— start of Records for the exercise —

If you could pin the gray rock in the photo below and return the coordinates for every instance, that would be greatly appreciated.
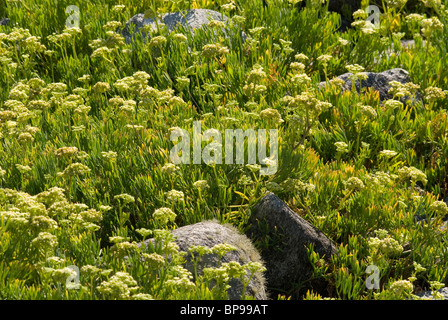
(378, 81)
(190, 19)
(210, 233)
(286, 257)
(4, 22)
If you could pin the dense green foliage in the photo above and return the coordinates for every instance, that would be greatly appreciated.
(85, 125)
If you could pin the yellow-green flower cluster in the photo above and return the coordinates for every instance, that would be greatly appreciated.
(412, 173)
(431, 25)
(386, 246)
(174, 196)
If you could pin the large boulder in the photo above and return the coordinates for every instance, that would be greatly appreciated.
(377, 81)
(211, 233)
(286, 257)
(190, 19)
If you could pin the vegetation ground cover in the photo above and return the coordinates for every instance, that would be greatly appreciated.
(85, 122)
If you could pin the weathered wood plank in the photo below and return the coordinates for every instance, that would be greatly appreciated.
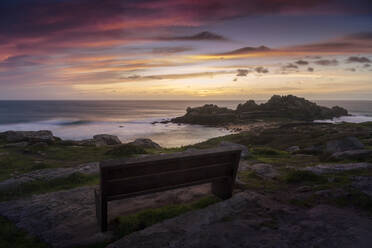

— end of Records for the exercise —

— To be done —
Format the listing above as a JSON list of strings, one string per line, without any blank lines or picture placeholders.

— Exercise response —
[
  "If you could pin the gray rock in the photo below and return the coordinates for every instance, that would be greatly appreciated.",
  "(378, 81)",
  "(190, 19)",
  "(210, 233)",
  "(286, 257)",
  "(4, 22)",
  "If you could pin the dense green foliage in the photo above and return the coordinates for every instance, that would be greatly appreciated.",
  "(85, 125)",
  "If you could pin the yellow-green flower cluster in the photo above and return the coordinates for every instance, that would be greatly appreciated.",
  "(412, 173)",
  "(431, 25)",
  "(386, 246)",
  "(174, 196)",
  "If you could pin the large boulder in the photo above and return the coordinates for every instance, that would be greatly appreciated.",
  "(377, 81)",
  "(211, 233)",
  "(286, 257)",
  "(190, 19)",
  "If you could pin the vegetation ground cover in the photo above and return the coordinates for every instance, that would be greatly appreciated.",
  "(85, 122)",
  "If you could pin the weathered wood plank in the photo below and return the coordinates for every instance, that would be greatly appreciated."
]